WHAT NEEDS TO BE DONE: Can you copy out, word for word, the lines of the data below, starting at the line that contains "Note: spot each instance of the white door" and ending with the final line of the data?

DATA PROVIDED:
* begin *

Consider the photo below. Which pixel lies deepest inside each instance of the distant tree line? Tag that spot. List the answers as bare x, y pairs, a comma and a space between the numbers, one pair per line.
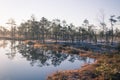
59, 30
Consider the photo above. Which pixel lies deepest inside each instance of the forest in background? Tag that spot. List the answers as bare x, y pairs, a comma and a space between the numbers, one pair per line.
58, 30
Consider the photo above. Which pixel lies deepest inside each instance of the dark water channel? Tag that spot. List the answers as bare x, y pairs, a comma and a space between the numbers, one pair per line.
23, 62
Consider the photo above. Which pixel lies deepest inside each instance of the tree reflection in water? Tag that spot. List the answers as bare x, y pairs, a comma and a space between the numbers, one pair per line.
42, 56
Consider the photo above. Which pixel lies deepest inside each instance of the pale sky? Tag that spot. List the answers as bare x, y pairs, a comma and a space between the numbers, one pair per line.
73, 11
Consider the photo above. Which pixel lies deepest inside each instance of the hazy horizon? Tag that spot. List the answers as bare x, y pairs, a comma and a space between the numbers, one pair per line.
73, 11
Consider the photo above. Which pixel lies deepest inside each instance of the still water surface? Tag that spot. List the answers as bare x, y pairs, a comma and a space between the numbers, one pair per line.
23, 62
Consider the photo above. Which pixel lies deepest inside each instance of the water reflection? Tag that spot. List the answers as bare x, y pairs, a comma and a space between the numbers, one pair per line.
42, 56
23, 62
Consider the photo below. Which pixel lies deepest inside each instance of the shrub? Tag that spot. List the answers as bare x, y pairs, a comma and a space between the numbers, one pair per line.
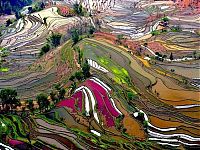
44, 49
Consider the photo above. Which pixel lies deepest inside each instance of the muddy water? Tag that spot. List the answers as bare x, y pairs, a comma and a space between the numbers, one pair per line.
176, 95
133, 127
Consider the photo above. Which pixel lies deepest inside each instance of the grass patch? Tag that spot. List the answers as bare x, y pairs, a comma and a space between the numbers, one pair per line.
121, 75
67, 53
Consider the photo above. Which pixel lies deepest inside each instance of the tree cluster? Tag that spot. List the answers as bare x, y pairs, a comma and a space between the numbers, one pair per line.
12, 6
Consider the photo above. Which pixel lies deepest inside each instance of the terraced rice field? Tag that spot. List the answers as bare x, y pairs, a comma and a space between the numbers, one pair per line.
131, 100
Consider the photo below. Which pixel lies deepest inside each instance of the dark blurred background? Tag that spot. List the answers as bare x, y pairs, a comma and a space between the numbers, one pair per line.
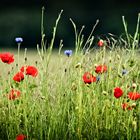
23, 18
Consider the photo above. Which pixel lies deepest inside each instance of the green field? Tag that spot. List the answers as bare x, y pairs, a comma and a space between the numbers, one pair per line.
56, 103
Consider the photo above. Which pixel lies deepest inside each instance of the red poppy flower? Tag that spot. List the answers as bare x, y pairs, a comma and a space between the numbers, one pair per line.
18, 77
30, 70
20, 137
100, 43
118, 92
88, 78
101, 68
7, 57
133, 95
126, 106
14, 94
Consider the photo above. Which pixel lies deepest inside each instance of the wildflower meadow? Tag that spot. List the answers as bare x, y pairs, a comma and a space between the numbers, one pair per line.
90, 92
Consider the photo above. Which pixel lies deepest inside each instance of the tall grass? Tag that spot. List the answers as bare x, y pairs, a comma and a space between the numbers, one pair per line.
57, 104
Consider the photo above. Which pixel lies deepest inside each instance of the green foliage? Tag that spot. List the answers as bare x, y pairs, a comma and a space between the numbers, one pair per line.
57, 104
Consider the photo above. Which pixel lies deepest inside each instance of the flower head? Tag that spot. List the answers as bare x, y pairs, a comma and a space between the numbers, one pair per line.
100, 43
30, 70
101, 69
88, 78
124, 72
20, 137
18, 39
18, 77
133, 95
126, 106
98, 78
118, 92
7, 57
68, 52
14, 94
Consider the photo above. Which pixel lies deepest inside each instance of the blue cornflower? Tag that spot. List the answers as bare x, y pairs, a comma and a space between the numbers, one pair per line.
68, 52
124, 72
18, 39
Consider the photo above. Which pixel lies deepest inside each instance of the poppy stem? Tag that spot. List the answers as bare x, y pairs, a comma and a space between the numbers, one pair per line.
18, 53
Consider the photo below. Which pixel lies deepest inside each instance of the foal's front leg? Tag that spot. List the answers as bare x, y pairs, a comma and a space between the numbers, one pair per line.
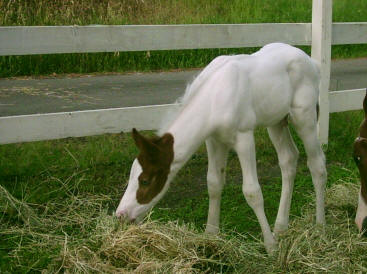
217, 160
245, 148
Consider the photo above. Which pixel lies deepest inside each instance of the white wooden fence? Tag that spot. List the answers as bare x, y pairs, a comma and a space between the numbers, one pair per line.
321, 34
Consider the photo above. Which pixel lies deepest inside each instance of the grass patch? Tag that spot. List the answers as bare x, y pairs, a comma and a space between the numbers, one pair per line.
114, 12
58, 198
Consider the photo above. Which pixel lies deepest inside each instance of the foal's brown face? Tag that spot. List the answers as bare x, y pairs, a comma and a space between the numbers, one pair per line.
155, 158
360, 157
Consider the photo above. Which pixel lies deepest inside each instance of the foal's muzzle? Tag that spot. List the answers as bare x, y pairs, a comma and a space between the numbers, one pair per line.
122, 215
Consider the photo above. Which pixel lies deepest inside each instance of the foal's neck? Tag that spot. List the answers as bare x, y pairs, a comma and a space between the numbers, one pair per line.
189, 130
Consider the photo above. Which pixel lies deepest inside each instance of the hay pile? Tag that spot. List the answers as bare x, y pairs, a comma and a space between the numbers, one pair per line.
82, 237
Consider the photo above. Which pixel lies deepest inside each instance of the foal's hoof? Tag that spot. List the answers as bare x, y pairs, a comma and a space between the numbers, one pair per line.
279, 230
271, 247
210, 229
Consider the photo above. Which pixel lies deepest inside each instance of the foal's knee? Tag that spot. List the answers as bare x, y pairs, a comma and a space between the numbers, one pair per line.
253, 195
288, 161
317, 167
215, 185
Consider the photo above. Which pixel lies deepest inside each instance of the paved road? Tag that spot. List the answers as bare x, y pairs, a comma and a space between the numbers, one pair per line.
30, 96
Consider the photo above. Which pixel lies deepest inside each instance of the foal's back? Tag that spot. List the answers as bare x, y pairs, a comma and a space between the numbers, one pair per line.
259, 89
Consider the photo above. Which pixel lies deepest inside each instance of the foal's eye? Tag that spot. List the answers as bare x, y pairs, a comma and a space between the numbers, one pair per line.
357, 159
144, 182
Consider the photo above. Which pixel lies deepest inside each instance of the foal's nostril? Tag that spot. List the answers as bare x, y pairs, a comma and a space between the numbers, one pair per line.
364, 227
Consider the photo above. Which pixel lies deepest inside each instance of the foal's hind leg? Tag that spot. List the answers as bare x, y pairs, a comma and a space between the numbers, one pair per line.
287, 157
245, 148
305, 122
217, 160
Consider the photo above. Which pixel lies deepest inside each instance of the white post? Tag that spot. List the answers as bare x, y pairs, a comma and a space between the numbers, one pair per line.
321, 51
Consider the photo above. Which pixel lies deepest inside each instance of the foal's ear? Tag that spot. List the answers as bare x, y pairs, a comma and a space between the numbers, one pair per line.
141, 142
166, 140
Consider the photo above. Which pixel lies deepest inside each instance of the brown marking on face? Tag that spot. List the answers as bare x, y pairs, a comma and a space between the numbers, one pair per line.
155, 158
360, 152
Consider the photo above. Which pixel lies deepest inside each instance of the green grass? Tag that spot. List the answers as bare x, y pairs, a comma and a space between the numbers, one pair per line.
113, 12
70, 188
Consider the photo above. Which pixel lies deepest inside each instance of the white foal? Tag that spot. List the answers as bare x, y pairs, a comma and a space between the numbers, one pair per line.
224, 104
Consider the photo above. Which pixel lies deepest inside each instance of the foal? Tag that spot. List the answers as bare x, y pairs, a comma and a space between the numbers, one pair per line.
224, 104
360, 157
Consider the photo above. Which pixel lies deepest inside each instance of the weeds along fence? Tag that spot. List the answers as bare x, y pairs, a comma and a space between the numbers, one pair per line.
321, 34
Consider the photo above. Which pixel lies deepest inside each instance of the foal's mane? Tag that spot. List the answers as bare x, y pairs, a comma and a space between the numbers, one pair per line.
192, 89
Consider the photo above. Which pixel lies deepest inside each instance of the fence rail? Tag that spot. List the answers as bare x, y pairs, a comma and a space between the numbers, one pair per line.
97, 38
320, 34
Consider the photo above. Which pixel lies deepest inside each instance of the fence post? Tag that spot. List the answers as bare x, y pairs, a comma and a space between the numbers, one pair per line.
321, 51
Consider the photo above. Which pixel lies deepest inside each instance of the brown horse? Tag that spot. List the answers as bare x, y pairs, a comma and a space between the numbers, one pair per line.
360, 157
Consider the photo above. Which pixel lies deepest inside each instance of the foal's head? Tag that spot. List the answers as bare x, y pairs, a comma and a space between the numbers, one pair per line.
360, 157
149, 176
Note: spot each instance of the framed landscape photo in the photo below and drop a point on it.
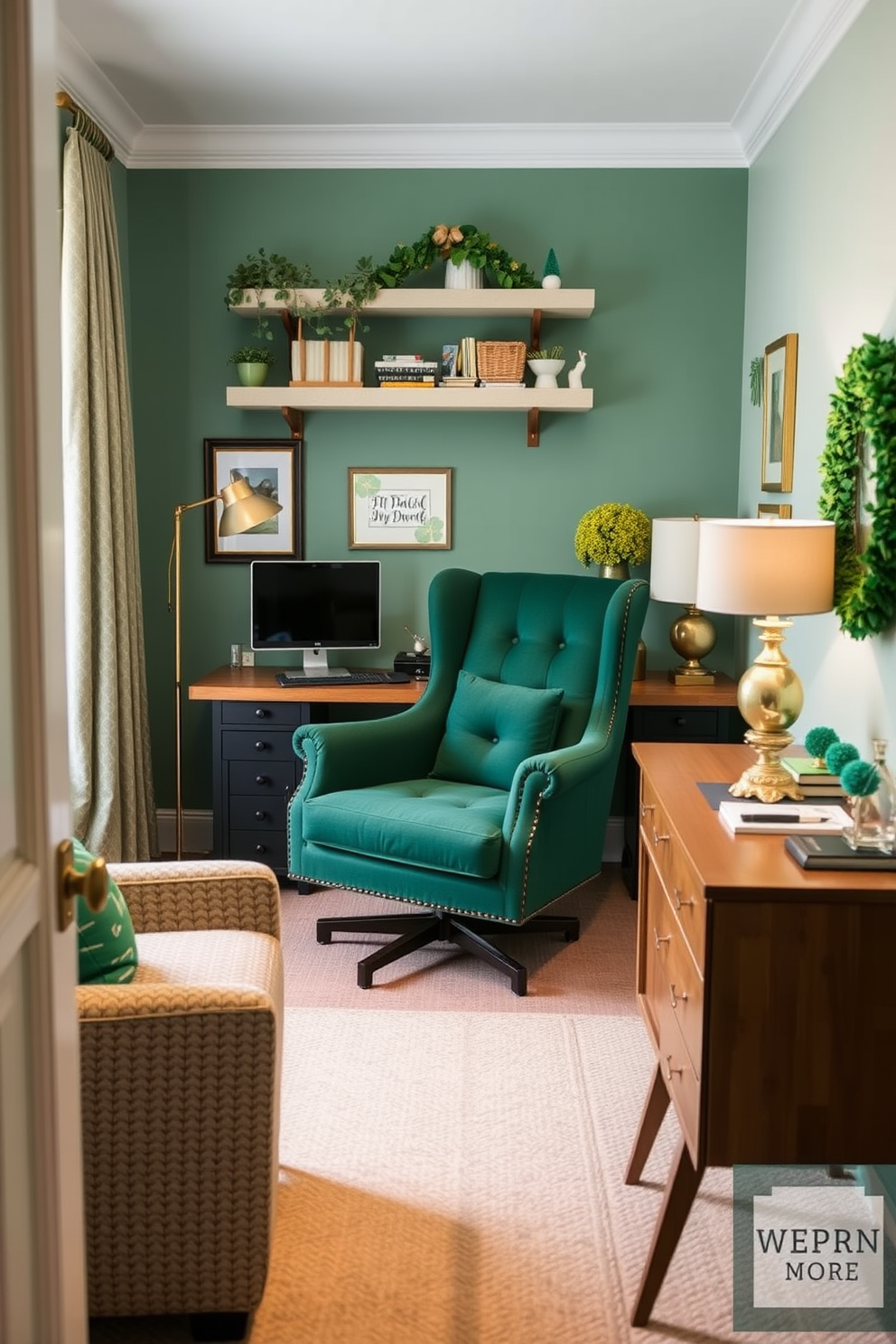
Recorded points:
(399, 507)
(779, 415)
(272, 467)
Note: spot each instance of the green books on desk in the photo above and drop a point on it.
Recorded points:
(833, 853)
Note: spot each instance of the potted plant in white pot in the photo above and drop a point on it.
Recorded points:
(253, 363)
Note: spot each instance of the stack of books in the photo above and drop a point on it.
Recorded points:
(815, 779)
(406, 371)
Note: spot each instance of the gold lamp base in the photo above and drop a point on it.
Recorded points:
(692, 636)
(770, 696)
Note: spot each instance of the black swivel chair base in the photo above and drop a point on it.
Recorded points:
(438, 926)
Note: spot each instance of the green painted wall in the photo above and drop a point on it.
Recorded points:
(664, 250)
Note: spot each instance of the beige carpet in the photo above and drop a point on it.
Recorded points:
(455, 1176)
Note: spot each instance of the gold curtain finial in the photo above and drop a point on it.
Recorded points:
(85, 126)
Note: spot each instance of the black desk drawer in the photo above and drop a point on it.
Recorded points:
(264, 845)
(283, 714)
(248, 813)
(262, 743)
(661, 723)
(262, 777)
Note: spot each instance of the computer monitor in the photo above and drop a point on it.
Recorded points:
(314, 606)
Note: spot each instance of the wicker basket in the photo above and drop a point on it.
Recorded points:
(500, 360)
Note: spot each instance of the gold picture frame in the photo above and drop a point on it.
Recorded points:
(405, 509)
(779, 415)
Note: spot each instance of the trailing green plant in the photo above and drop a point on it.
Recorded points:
(350, 294)
(253, 355)
(611, 534)
(863, 415)
(258, 272)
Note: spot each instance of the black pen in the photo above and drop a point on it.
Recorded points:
(789, 817)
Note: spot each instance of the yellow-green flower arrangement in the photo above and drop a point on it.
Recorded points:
(612, 534)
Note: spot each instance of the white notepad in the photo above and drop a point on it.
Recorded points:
(782, 817)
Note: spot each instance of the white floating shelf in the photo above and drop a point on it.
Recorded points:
(446, 303)
(411, 398)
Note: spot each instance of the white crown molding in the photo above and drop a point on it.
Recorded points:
(802, 49)
(805, 43)
(79, 76)
(562, 145)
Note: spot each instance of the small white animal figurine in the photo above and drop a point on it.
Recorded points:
(575, 374)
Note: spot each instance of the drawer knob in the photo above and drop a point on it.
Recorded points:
(670, 1070)
(678, 999)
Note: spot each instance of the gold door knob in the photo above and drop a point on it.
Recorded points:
(93, 883)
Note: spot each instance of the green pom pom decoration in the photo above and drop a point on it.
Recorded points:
(840, 754)
(818, 741)
(860, 779)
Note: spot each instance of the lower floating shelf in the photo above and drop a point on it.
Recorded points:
(411, 399)
(294, 401)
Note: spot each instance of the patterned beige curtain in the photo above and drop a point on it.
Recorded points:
(110, 763)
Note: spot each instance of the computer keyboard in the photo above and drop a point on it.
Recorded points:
(350, 679)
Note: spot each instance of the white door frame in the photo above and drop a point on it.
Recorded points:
(42, 1283)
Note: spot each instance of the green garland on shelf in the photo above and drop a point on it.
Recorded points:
(454, 244)
(863, 409)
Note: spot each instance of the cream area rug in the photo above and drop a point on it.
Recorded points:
(455, 1178)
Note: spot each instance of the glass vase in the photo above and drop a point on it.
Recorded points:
(885, 793)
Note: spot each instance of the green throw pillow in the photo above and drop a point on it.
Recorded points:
(492, 726)
(107, 944)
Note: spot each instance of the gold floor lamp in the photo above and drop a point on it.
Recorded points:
(243, 509)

* end *

EXERCISE ANSWER:
Note: spot each instance of the white door frame in the photo above and drop a point on it.
Recorded points:
(42, 1283)
Note: spot each instance of the green garland on shelf in the photo above and drop a point on it.
Recorded points:
(454, 244)
(863, 409)
Note: spot each instance of the cream area rug in the photo above and drop a point on it.
Recorded points:
(455, 1178)
Note: spot each instance of the glass vase in the photo above and drop a point on it.
Recorded points:
(885, 793)
Note: spot each instance of the green throw pillow in the photo above and drop a point on it.
Recorded points:
(492, 726)
(107, 944)
Note: spot each instance of the gold floor lamp in the photo above and drop a point on it.
Recorded points:
(243, 509)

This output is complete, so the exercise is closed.